Box-labeled dataset extracts:
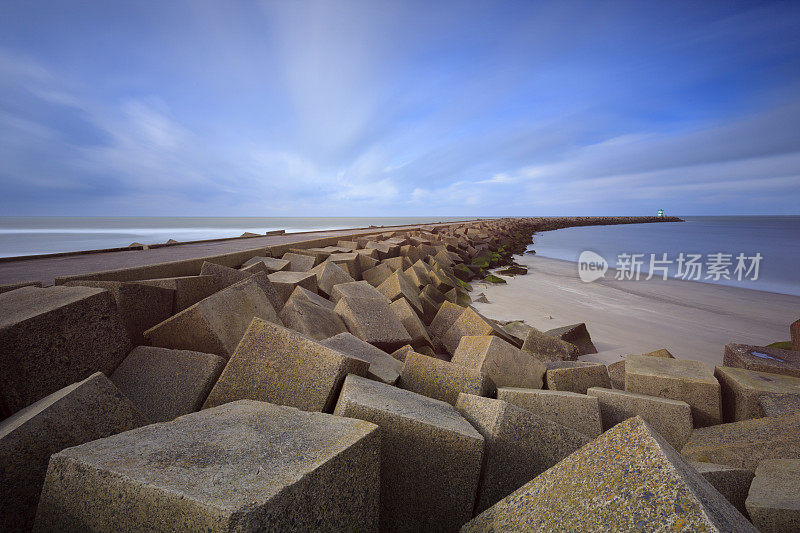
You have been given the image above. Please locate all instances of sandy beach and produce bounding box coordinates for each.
[472,255,800,366]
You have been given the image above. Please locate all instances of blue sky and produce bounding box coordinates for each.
[0,0,800,216]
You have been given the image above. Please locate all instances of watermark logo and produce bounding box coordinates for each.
[578,250,764,283]
[578,250,608,283]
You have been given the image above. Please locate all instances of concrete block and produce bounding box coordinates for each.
[0,372,149,531]
[65,281,175,346]
[144,279,280,359]
[689,461,754,516]
[587,387,692,450]
[334,376,483,531]
[34,401,380,531]
[522,328,580,363]
[267,271,318,305]
[681,413,800,471]
[278,284,347,341]
[456,394,591,513]
[204,318,369,412]
[544,322,597,355]
[0,286,131,418]
[625,355,722,427]
[311,261,355,298]
[389,298,433,349]
[111,346,225,422]
[714,366,800,422]
[281,252,319,272]
[400,352,495,405]
[462,417,755,532]
[545,361,611,394]
[745,459,800,533]
[136,276,223,314]
[320,333,403,385]
[334,296,411,352]
[497,387,603,438]
[722,343,800,378]
[451,335,547,389]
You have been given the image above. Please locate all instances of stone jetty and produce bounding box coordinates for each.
[0,217,800,532]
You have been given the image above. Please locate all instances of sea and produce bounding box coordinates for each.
[0,216,800,295]
[528,216,800,296]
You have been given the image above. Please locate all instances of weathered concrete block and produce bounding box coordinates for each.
[545,361,611,394]
[111,346,225,422]
[334,376,483,531]
[745,459,800,533]
[681,413,800,471]
[462,417,755,532]
[722,343,800,378]
[242,256,292,274]
[400,352,495,405]
[334,294,411,352]
[497,387,603,438]
[0,372,149,531]
[714,366,800,422]
[65,280,175,346]
[282,252,319,272]
[311,261,355,297]
[451,335,547,389]
[267,270,317,304]
[545,322,597,355]
[320,333,403,385]
[278,288,347,341]
[136,276,223,314]
[144,278,280,359]
[204,318,369,412]
[456,394,591,513]
[625,355,722,427]
[522,328,580,363]
[689,461,754,516]
[587,387,692,450]
[35,401,380,531]
[0,286,131,417]
[389,298,433,349]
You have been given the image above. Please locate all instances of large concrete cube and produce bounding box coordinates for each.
[625,355,722,427]
[745,459,800,533]
[722,343,800,378]
[497,387,603,438]
[35,401,380,531]
[714,366,800,422]
[545,361,611,394]
[451,335,547,389]
[587,387,693,450]
[400,352,495,405]
[144,277,280,359]
[456,394,591,513]
[0,287,131,418]
[205,318,369,412]
[334,296,411,352]
[320,333,403,385]
[111,346,225,422]
[681,413,800,470]
[0,372,148,531]
[334,376,483,531]
[462,417,756,532]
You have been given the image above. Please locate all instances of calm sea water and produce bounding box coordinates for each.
[0,217,471,257]
[530,216,800,295]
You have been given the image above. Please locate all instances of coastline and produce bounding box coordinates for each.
[473,255,800,367]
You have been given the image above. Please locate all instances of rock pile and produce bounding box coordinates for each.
[0,214,800,531]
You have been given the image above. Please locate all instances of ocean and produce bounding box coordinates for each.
[529,216,800,295]
[0,216,475,257]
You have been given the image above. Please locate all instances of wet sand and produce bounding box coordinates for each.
[472,255,800,366]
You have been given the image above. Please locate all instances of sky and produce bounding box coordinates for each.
[0,0,800,216]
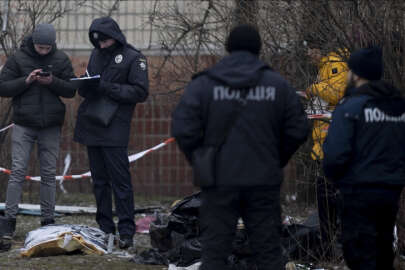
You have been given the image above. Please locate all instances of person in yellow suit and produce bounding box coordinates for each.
[307,47,348,161]
[306,43,348,259]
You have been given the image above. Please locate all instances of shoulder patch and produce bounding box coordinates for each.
[338,97,347,105]
[138,58,147,71]
[191,71,205,80]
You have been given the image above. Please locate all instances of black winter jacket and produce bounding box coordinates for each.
[323,81,405,191]
[0,36,76,128]
[172,52,309,186]
[74,17,149,147]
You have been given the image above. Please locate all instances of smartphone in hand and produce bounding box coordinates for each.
[38,71,51,77]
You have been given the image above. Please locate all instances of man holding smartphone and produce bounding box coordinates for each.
[0,24,76,249]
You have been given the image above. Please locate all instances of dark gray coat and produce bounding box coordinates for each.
[0,36,76,128]
[172,52,309,187]
[74,17,149,147]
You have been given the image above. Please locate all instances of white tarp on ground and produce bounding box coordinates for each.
[0,203,97,214]
[21,224,107,257]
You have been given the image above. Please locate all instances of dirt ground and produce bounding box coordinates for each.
[0,194,405,270]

## INSTRUCTIONS FOR THE TASK
Could you convert all of the material above into a two-column CSV with the headers "prompt" and "boxes"? Each request gets one row, with its text and its full answer each in a single quoted field, line breaks replaced by spaces, and the pictures left out.

## THE COMPLETED TASK
prompt,boxes
"You have been given the image above. Please locate all instances of sandy beach and produce bounding box coordinates for each.","[472,255,800,366]"
"You have been given the image above. Please locate all instances of blue sky and produce bounding box coordinates for each.","[0,0,800,216]"
"You have been given the image above. Please locate all instances of watermark logo and produce bounding box coordinates for each.","[578,250,764,283] [578,250,608,283]"
"You have been given the image above. Please locate all instances of concrete block and produce bounding box coordinates for each.","[0,372,149,531] [65,281,175,346] [144,279,280,359] [689,461,754,516] [587,387,692,450] [334,376,483,531] [34,401,380,531] [522,328,580,363] [267,271,318,305] [681,413,800,471] [278,284,347,341] [456,394,591,513] [204,318,369,412] [544,322,597,355] [0,286,131,418] [625,355,722,427] [311,261,355,298] [389,298,433,349] [111,346,225,422] [714,366,800,422] [281,252,319,272] [400,352,495,405] [462,417,755,532] [545,361,611,394] [745,459,800,533] [136,276,223,314] [320,333,403,385] [334,296,411,352] [497,387,603,438] [722,343,800,378] [451,335,547,389]"
"You have been given the image above. Please locate all instances of stone jetty and produce bounding box coordinates for each.","[0,217,800,532]"
"You have been given the image above. Please locate all instances of sea and produce bounding box coordinates for each.","[0,216,800,295] [528,216,800,296]"
"You have been given the image above. Please locate all instances of weathered concrete block and produce bounding box coordinates for each.","[545,361,611,394] [111,346,225,422] [334,376,483,531] [745,459,800,533] [681,413,800,471] [462,417,755,532] [722,343,800,378] [242,256,292,274] [400,352,495,405] [334,294,411,352] [497,387,603,438] [0,372,149,531] [714,366,800,422] [65,280,175,346] [282,252,319,272] [311,261,355,297] [451,335,547,389] [267,270,317,304] [545,322,597,355] [320,333,403,385] [278,288,347,341] [136,276,223,314] [144,278,280,359] [204,318,369,412] [456,394,591,513] [625,355,722,427] [522,328,580,363] [689,461,754,516] [587,387,692,450] [35,401,380,531] [0,286,131,417] [389,298,433,349]"
"You have been given the image above. Please locate all instances of large concrete cube and produce bounding box coordinates for each.","[625,355,722,427] [745,459,800,533] [722,343,800,378] [497,387,603,438] [35,401,380,531] [714,366,800,422] [545,361,611,394] [451,335,547,389] [587,387,693,450] [400,352,495,405] [144,277,280,359] [456,394,591,513] [0,287,131,418] [205,318,369,412] [334,296,411,352] [320,333,403,385] [111,346,225,422] [681,413,800,470] [0,372,148,531] [334,376,483,531] [462,417,756,532]"
"You have been given the image above. Please locate all instances of calm sea water and produce bounding box coordinates for each.","[0,217,471,257] [530,216,800,295]"
"You have been given the image above. Please locate all instances of coastline and produce bounding box coordinates for each.","[473,255,800,367]"
"You have been given the image above. Please locate all instances of rock pile and produce bounding box coordinates for each.","[0,214,800,531]"
"You have been given the image above. Please locate all instances of ocean and produce bounding box coordinates for each.","[529,216,800,295] [0,216,475,257]"
"You have been given the image above. Please locate all instances of wet sand and produce bounding box coordinates for each.","[472,255,800,366]"
"You have been given the image above. Please locate all instances of sky and produce bounding box coordinates for each.","[0,0,800,216]"
"You have been given the image above. Please locate all instances of person in yellow suit and produce bounding box coordinates for each.","[307,47,348,161] [306,43,348,259]"
"You have been given the image above. Please locate all instances of shoulder patch and produce bounding box coordinates for each.","[338,97,347,105] [138,58,147,71] [191,71,205,80]"
"You have been given the image above. Please locate all instances of black winter jacket and produce bounding box coordinates for each.","[323,81,405,191] [0,36,76,128] [172,52,309,186] [74,17,149,147]"
"You have been given the image above. Please locate all instances of smartphone in hand and produce bounding box coordinates for each.","[38,71,51,77]"
"You have been given the image above. Please locate all instances of man holding smartphone and produce bounding box coordinates for each.","[0,24,76,249]"
"You have been given the image above. Please locate all instances of dark gray coat and produce bounding box coordinates for each.","[0,36,76,128] [172,52,309,187] [74,17,149,147]"
"You have been given the image above. Please locate all instances of white tarp on ground and produce bounding box coordinates for each.","[0,203,97,214] [21,224,107,257]"
"You have been given the image above. Please locate all instances of dirt ground and produce bounding box coordinates for each.","[0,194,405,270]"